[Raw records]
==============================
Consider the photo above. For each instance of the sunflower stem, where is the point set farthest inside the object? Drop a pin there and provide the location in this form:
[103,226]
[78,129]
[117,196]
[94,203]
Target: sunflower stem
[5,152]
==============================
Rewrite the material above, substituting "plant stalk" for "sunflower stem" everywhere it occurs and leaving everything else unchanged.

Consider the photo above. For each instance of the plant stalk, where is the point set farthest inside the object? Drop a pin there and provide the location in this form:
[103,226]
[78,129]
[117,196]
[94,203]
Target: plant stalk
[5,152]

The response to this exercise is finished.